*TEXT BLOCK*

· · · · ·

Schweizer's reagent is an alkaline solution of copper sulfate in ammonia, [Cu(NH_{3})_{4}]
(OH)_{2}–3H_{2}O, or CuH_{14}N_{4}O_{2}.
Schweizer's reagent may be prepared by covering technical grade, stabilized Copper(II) hydroxide with ammonium hydroxide.
It was the basis for the process patented in 1890 by the French chemist Louis-Henri Despeissis for making fibers from cuprammonium rayon.
He extruded the cuprammonium solution of cellulose into water, then used dilute sulfuric acid to neutralize the ammonia and precipitate the cellulose fibers.
Despeissis died in 1892 and his patent was not renewed.

==Industrial exploitation==
Max Fremery (1859–1932), a German chemist, and Johann Urban (1863–1940), an Austrian engineer, began manufacturing lamp filaments in Oberbruch near Aachen in 1891 using cotton and Schweizer's reagent. They patented a version of the Despeissis process with the addition of a practical method for spinning the fiber.
On 19 September 1899 they launched Vereinigte Glanzstoff-Fabriken (VGF) with 2 million marks of capital.
VGF quickly became a successful artificial fiber manufacturing company.

By 1909–10 it was evident that the viscose process was superior, and VGF began to convert to viscose production.

· · · · ·

*DATA PROVIDED*
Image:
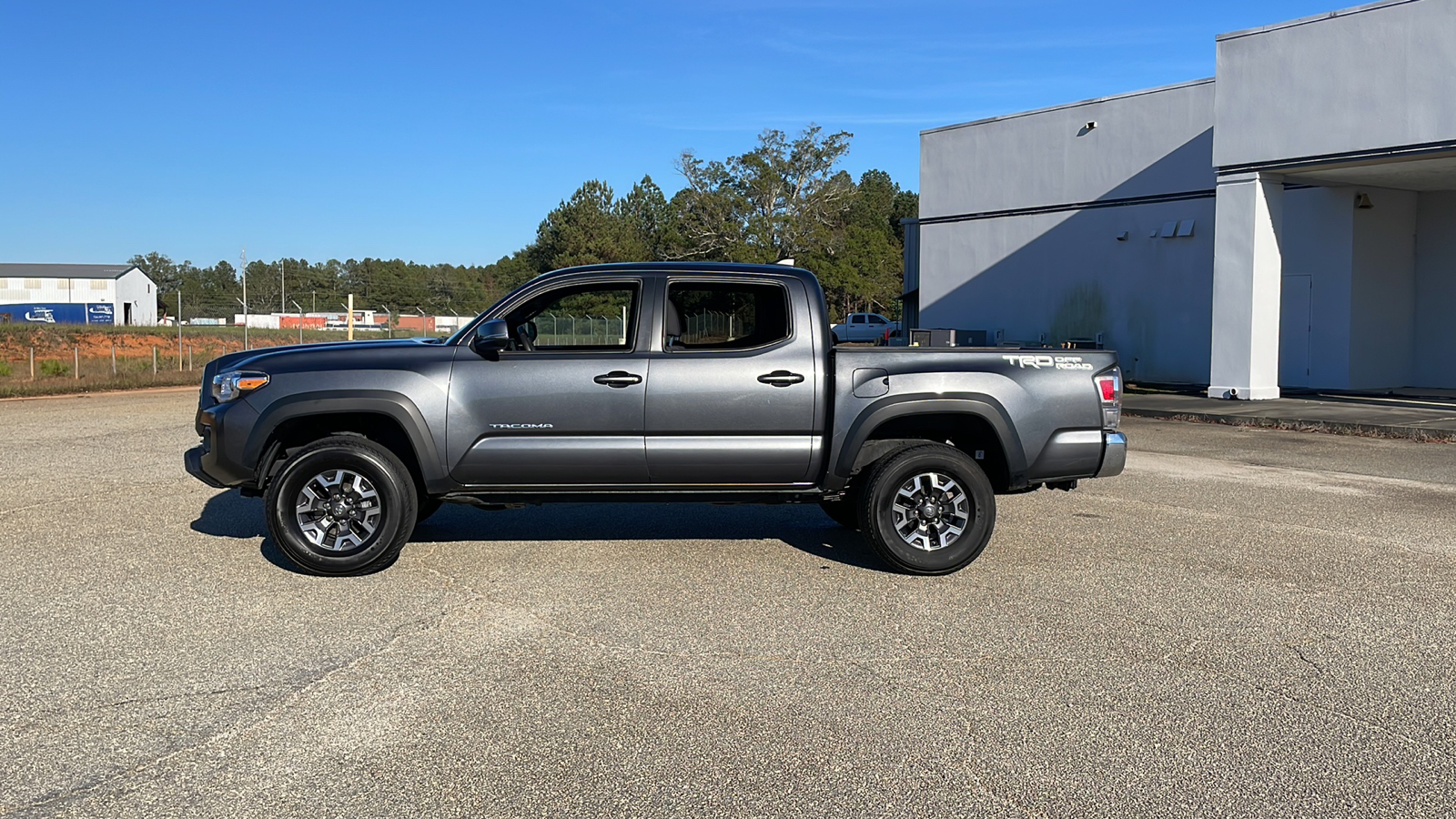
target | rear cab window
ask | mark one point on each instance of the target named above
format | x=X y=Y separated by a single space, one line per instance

· · · · ·

*TASK TO COMPLETE*
Reproduce the part of the Schweizer's reagent text between "It was the basis" and "fiber manufacturing company.", inclusive.

*EXPECTED OUTPUT*
It was the basis for the process patented in 1890 by the French chemist Louis-Henri Despeissis for making fibers from cuprammonium rayon.
He extruded the cuprammonium solution of cellulose into water, then used dilute sulfuric acid to neutralize the ammonia and precipitate the cellulose fibers.
Despeissis died in 1892 and his patent was not renewed.

==Industrial exploitation==
Max Fremery (1859–1932), a German chemist, and Johann Urban (1863–1940), an Austrian engineer, began manufacturing lamp filaments in Oberbruch near Aachen in 1891 using cotton and Schweizer's reagent. They patented a version of the Despeissis process with the addition of a practical method for spinning the fiber.
On 19 September 1899 they launched Vereinigte Glanzstoff-Fabriken (VGF) with 2 million marks of capital.
VGF quickly became a successful artificial fiber manufacturing company.